## WHAT YOU ARE ASKED TO DO
Rewrite the entries below, changing every "bounding box" to "enclosing rectangle" and keeping everything else the same. Leave the pictures out.

## RECORDS TO USE
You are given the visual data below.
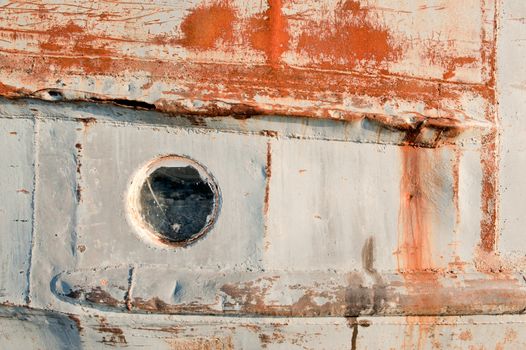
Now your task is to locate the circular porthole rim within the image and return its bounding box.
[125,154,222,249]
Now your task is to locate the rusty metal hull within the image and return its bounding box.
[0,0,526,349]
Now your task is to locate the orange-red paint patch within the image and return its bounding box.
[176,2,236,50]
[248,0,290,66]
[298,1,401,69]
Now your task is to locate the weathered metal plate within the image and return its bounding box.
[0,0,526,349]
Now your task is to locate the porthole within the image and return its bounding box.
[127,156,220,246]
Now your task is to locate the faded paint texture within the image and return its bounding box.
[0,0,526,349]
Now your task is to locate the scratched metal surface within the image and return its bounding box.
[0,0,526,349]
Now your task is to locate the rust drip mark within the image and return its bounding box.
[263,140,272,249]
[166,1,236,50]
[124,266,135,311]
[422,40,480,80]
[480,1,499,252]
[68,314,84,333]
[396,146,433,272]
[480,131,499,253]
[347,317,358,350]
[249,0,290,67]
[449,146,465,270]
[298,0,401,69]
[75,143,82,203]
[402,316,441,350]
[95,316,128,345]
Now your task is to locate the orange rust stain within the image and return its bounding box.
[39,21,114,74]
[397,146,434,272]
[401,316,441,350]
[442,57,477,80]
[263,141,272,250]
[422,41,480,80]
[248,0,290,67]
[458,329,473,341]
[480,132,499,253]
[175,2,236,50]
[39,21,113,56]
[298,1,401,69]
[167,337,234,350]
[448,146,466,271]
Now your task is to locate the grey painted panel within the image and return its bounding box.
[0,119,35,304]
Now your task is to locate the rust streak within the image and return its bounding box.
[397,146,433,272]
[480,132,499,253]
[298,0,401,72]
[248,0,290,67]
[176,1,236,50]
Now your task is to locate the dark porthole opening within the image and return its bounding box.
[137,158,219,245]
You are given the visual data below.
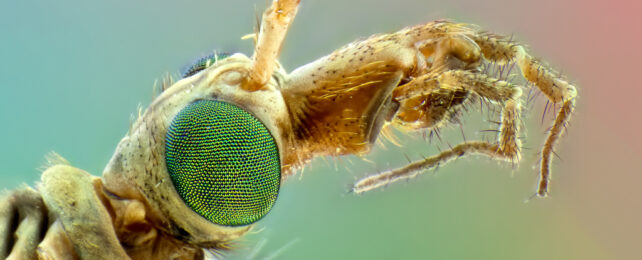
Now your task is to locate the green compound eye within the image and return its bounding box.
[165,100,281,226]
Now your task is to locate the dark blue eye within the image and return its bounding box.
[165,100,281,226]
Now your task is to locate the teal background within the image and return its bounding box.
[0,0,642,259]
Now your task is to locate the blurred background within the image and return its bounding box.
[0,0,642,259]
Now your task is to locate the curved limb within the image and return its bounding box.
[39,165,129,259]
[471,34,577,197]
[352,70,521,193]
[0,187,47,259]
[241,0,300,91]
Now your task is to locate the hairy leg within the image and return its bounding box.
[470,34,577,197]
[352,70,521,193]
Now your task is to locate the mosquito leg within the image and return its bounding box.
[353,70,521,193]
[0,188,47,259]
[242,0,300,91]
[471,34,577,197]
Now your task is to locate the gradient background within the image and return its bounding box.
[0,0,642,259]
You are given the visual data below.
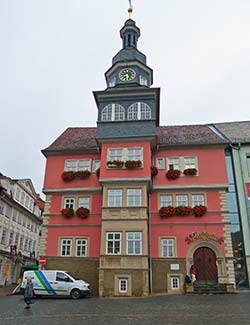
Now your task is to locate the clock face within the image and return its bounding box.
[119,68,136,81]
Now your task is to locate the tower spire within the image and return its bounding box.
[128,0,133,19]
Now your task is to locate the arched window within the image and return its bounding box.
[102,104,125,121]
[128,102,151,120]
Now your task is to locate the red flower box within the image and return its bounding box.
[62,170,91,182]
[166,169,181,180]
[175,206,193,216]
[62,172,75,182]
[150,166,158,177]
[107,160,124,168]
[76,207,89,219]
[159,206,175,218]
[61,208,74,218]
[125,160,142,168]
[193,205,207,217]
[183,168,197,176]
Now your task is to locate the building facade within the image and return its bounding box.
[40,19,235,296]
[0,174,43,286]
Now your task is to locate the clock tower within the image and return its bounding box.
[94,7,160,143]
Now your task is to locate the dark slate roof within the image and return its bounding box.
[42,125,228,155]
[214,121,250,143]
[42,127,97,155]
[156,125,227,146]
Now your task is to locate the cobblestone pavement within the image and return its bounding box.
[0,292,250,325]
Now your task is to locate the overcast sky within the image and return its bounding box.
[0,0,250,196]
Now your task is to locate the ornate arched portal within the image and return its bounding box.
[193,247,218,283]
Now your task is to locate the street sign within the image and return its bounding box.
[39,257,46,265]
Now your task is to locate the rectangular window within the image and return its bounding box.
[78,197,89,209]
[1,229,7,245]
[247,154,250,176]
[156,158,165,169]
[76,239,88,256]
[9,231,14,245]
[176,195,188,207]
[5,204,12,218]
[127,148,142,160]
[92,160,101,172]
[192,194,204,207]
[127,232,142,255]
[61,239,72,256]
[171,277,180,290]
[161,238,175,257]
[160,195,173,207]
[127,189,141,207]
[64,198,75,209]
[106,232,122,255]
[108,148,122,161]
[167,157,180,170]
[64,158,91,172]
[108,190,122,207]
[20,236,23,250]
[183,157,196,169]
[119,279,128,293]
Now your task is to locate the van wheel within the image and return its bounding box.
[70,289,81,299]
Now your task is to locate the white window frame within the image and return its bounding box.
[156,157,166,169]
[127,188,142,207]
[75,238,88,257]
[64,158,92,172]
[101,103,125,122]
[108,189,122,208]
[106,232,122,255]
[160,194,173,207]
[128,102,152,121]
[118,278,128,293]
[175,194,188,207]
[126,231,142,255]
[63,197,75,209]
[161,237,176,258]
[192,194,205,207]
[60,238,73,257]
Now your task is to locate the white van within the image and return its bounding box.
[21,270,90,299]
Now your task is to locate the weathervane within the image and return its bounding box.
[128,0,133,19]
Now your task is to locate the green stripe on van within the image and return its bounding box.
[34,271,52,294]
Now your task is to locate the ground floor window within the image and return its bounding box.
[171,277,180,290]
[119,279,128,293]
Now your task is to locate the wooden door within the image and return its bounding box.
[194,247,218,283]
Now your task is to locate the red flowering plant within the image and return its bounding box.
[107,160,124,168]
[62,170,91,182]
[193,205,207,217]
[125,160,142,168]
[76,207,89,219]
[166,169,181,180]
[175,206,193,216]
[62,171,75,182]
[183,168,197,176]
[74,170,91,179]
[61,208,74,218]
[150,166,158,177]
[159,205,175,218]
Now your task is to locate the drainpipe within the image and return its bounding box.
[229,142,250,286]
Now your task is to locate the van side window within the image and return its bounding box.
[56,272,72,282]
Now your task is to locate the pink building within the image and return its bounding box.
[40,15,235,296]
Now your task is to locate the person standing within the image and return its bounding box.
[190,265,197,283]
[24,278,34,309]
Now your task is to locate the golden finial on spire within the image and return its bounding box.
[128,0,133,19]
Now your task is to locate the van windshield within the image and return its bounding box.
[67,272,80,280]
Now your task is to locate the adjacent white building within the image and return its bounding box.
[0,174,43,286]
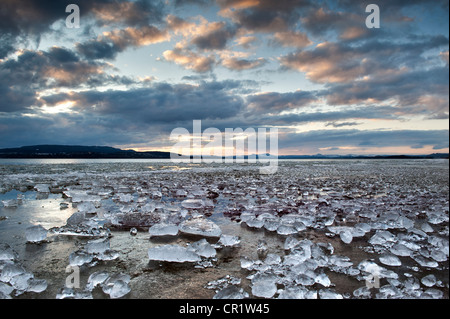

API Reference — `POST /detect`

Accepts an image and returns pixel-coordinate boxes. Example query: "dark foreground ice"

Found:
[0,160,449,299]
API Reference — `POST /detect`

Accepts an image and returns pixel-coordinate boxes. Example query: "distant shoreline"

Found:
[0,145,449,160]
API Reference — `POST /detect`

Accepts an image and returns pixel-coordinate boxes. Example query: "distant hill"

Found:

## WRITTEN SOLUTION
You are given the visual data below.
Now your task is to locate the circular porthole rim within the image and return its enclosing rectangle.
[125,154,222,249]
Now your task is to locate the rusty metal hull within the image and return its enclosing rectangle.
[0,0,526,349]
Now your task is to locate the orange-red paint patch within the image and return its enclosing rectangle.
[176,2,236,50]
[248,0,290,66]
[298,1,401,69]
Now your task is to locate the weathered metal plate within the image and return its enclosing rectangle.
[0,0,526,349]
Now your task is to locate the porthole within the image and return its enclosing rectangle.
[127,156,220,246]
Now your task is to locate the faded paint texture within the image and return its enclosing rectangle.
[0,0,526,349]
Now your task is to locate the scratched metal surface within the image and return its enclosing rectangle.
[0,0,526,349]
Now your task is to locate the rust drip mark within the image and return its enclosing rectangle.
[263,140,272,249]
[166,1,236,50]
[124,266,135,311]
[422,40,480,80]
[480,1,499,252]
[68,314,84,333]
[396,146,433,272]
[480,131,499,253]
[347,317,358,350]
[249,0,290,67]
[449,146,465,270]
[298,0,401,69]
[75,143,82,203]
[402,316,441,350]
[95,316,128,345]
Now your task is to locate the orange rust stain within the image and return its enclosing rectangle.
[39,21,114,74]
[397,146,434,272]
[401,316,441,350]
[442,57,477,80]
[263,141,272,250]
[422,41,480,80]
[248,0,290,67]
[458,329,473,341]
[480,132,499,253]
[175,2,236,50]
[39,21,113,56]
[298,1,401,69]
[167,337,234,350]
[448,146,466,271]
Now your task is to locate the grey painted panel within the image and return its enclosing rectangle.
[0,119,35,304]
Now your task is to locate the rust streak within the image and return its enclosing rectangle.
[397,146,433,272]
[480,132,499,253]
[298,0,401,72]
[248,0,290,67]
[176,1,236,50]
Now your task is to locate the dark porthole opening within the image and return its enclosing rectangle.
[137,158,219,245]
You are given the visual data below.
Now your task is to locate the green compound eye within the image and return its enclosing rectangle.
[165,100,281,226]
Now your task is to locate the dark blue eye within the image and return its enclosing rectangle.
[165,100,281,226]
Now your task is to locate the teal background within the image and return its enclosing rectangle.
[0,0,642,259]
Now your task is to locate the blurred background within the image and return its enclosing rectangle.
[0,0,642,259]
Now your task is to locate the curved limb within the image and return its enclosing rectangle.
[39,165,129,259]
[471,34,577,197]
[352,70,521,193]
[0,187,47,259]
[241,0,300,91]
Now your task is to locate the hairy leg within the image and return its enclosing rectangle.
[470,34,577,197]
[352,70,521,193]
Now your task is to locate the mosquito leg within the image and return its enclosing rectangle.
[353,70,521,193]
[0,188,47,259]
[242,0,300,91]
[471,34,577,197]
Now your task is to locate the gradient background within the image and return its enclosing rectangle.
[0,0,642,259]
You are given the visual data below.
Now your task is to locate the clock face within the image and return its enclosing rectangle.
[119,68,136,81]
Now your task is to locate the tower spire within the image and return its enclosing rectangle.
[128,0,133,19]
Now your task is to locate the arched window within the image and return its enclosing rectangle.
[102,104,125,121]
[128,102,151,120]
Now your task is to locate the red flower box within the image and return its enclosing rectangle.
[62,170,91,182]
[166,169,181,180]
[175,206,193,216]
[62,172,75,182]
[150,166,158,177]
[107,160,124,168]
[76,207,89,219]
[159,206,175,218]
[61,208,74,218]
[125,160,142,168]
[193,205,207,217]
[183,168,197,176]
Now your task is to locate the building facade within the image and return its enclosing rectangle.
[40,19,235,296]
[0,174,43,286]
Now your task is to locate the clock tower within the image and return its enclosing rectangle.
[94,7,160,143]
Now your task is to locate the dark slate roof within the image and return its enclosing rectangle.
[42,125,228,155]
[214,121,250,143]
[42,127,97,155]
[156,125,227,146]
Now your task is to locate the cobblestone pavement within the image and return its enclosing rectangle.
[0,292,250,325]
Now your task is to locate the overcast sky within the image and return its enclosing rectangle.
[0,0,250,196]
Now your task is to locate the ornate arched portal within the image and return its enclosing rectangle.
[193,247,218,283]
Now your task is to locate the street sign within the image and return its enclosing rectangle.
[39,257,46,265]
Now your task is to locate the rectangular window within the image and return its enclosing rectangle.
[78,197,89,209]
[1,229,7,245]
[247,154,250,176]
[156,158,165,169]
[76,239,88,256]
[9,231,14,245]
[176,195,188,207]
[5,204,12,218]
[127,148,142,160]
[92,160,101,172]
[192,194,204,207]
[127,232,142,255]
[61,239,72,256]
[171,277,180,290]
[161,238,175,257]
[160,195,173,207]
[127,189,141,207]
[64,198,75,209]
[106,232,122,255]
[108,148,122,161]
[167,157,180,170]
[64,158,91,172]
[108,190,122,207]
[20,236,23,250]
[183,157,196,169]
[119,279,128,293]
Now your task is to locate the van wheel within the image and return its enclosing rectangle.
[70,289,81,299]
Now your task is to locate the white window frame within the image and return its enclosing rectangle.
[156,157,166,169]
[127,188,142,207]
[75,238,88,257]
[64,158,92,172]
[101,103,125,122]
[108,189,122,208]
[106,232,122,255]
[160,194,173,207]
[128,102,152,121]
[118,278,128,293]
[175,194,188,207]
[126,231,142,255]
[63,197,75,209]
[161,237,176,258]
[192,194,205,207]
[60,238,73,257]
Now your task is to locate the white van within the image and return its enclosing rectangle.
[21,270,90,299]
Now your task is to locate the weathervane within the image and return its enclosing rectangle.
[128,0,133,19]
Now your task is to locate the green stripe on van within the image and return its enclosing rectangle.
[34,271,52,294]
Now your task is to locate the ground floor window within the image and return its enclosing rectangle.
[171,277,180,290]
[119,279,128,293]
Now your task is to locate the wooden door within the image and return its enclosing rectangle.
[194,247,218,283]
Now your task is to locate the red flowering plant within the image and return its enclosing rectangle.
[107,160,124,168]
[62,170,91,182]
[193,205,207,217]
[125,160,142,168]
[76,207,89,219]
[166,169,181,180]
[175,206,193,216]
[62,171,75,182]
[183,168,197,176]
[74,170,91,179]
[61,208,74,218]
[150,166,158,177]
[159,205,175,218]
Now your task is to locate the drainpipe within the image and return its enclosing rectangle.
[229,142,250,286]
Now your task is to locate the van side window within the image and return its enclosing rectangle.
[56,272,72,282]
Now your task is to locate the pink building within the image and return its enclosing rectangle.
[40,15,235,296]
Now your task is to locate the person standing within the image and return its enclosing rectangle.
[190,265,197,283]
[24,278,34,309]
Now your task is to locate the golden finial on spire within the image and return its enclosing rectangle.
[128,0,133,19]
Now your task is to locate the van windshield within the image and return its enclosing rectangle.
[67,272,80,280]
Now your task is to locate the adjacent white building within the image and return its enclosing rectangle.
[0,174,43,286]

API Reference — `POST /detect`

Accepts an image and returns pixel-coordinate boxes. Example query: "dark foreground ice"

Found:
[0,160,449,299]
API Reference — `POST /detect`

Accepts an image and returns pixel-coordinate boxes. Example query: "distant shoreline"

Found:
[0,145,449,160]
API Reference — `POST /detect`

Accepts an image and returns pixel-coordinate boxes. Example query: "distant hill"

Found:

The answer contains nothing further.